▶ [Task] Return, word for word, the part of the writing masterclass notes starting with "Writing masterclass" and going on through "trying to say?".

Week 5

Writing masterclass

Ben:

• Writing is not an exercise after doing a project; it is weaving it in as part of the creative process. Changing the mindset of it being documentation, but rather informing the process
• Synthesis, structure, strategy
• PDF as part of creative process as per above

Synthesising:
• Everyone has different ways of synthesising information; a good example is to write down the structure on cards and lay them out on the table. When you can see the narrative it’s easier to picture work.
• Another is to sit and write the headers; a headline for each slide. If someone was to just read the headlines would they understand what I am trying to say?

Structure:
• Browns 8 questions;
– What is the research context and who is the audience?
– What is my research question?
– What did I do?
– Why did I do it?
– What happened?
– What do the results mean in theory? And in practice?
– What is the key benefit? (The benefit of the research relating to the question)
– What remains unresolved?

Dataset items
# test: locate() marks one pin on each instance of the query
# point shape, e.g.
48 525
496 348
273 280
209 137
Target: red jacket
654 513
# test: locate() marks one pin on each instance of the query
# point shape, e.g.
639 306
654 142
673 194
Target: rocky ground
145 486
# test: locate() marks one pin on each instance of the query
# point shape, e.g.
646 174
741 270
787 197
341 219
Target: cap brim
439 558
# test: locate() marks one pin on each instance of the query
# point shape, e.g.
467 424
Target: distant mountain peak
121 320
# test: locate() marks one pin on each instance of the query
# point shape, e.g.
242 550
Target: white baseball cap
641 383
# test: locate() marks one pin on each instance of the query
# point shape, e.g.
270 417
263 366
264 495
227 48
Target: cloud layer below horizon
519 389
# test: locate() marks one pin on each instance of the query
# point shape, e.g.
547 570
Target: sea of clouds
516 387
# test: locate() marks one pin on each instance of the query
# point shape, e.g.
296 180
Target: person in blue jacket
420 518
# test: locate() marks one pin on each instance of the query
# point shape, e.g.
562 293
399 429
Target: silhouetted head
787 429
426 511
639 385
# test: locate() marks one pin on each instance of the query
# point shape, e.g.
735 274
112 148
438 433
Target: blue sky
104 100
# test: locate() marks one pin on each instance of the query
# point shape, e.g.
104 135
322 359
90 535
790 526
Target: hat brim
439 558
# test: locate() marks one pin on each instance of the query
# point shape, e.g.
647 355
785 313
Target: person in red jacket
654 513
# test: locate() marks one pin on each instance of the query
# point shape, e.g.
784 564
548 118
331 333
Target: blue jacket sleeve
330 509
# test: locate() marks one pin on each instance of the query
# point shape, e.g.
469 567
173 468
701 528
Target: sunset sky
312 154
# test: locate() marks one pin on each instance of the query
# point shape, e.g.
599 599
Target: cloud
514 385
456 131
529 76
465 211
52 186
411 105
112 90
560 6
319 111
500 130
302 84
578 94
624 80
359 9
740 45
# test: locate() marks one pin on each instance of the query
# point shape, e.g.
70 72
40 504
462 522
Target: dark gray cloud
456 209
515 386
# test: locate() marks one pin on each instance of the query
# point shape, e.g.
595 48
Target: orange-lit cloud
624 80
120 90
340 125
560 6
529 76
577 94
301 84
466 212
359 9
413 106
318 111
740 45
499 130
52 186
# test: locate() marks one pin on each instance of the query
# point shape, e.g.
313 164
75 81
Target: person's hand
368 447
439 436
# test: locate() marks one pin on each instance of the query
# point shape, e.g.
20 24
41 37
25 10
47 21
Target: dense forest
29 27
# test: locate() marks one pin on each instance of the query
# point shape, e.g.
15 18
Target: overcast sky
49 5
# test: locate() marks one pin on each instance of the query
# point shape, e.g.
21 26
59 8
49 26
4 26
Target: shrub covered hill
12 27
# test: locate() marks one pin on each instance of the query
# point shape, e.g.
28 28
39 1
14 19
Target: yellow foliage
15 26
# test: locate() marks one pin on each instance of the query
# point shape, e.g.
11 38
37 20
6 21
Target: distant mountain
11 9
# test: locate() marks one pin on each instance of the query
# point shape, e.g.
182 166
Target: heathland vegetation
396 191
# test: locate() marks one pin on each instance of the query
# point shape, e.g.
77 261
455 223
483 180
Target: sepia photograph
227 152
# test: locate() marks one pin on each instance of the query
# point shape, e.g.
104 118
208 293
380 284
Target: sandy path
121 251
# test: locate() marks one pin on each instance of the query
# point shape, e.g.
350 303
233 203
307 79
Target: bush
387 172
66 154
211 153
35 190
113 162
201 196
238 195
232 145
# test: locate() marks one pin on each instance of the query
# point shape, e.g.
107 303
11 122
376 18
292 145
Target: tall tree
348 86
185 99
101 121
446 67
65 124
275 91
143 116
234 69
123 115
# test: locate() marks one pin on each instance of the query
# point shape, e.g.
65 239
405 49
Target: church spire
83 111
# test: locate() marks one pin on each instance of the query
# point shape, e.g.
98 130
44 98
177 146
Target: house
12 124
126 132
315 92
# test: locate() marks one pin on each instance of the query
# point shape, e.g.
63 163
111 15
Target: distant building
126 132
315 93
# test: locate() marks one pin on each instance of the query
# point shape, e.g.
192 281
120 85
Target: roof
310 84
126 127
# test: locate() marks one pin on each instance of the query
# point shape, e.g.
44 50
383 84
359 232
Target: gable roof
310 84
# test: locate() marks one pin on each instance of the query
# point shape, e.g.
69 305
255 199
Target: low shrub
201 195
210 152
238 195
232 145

▶ [Expected answer]
Writing masterclass

Ben:

• Writing is not an exercise after doing a project; it is weaving it in as part of the creative process. Changing the mindset of it being documentation, but rather informing the process
• Synthesis, structure, strategy
• PDF as part of creative process as per above

Synthesising:
• Everyone has different ways of synthesising information; a good example is to write down the structure on cards and lay them out on the table. When you can see the narrative it’s easier to picture work.
• Another is to sit and write the headers; a headline for each slide. If someone was to just read the headlines would they understand what I am trying to say?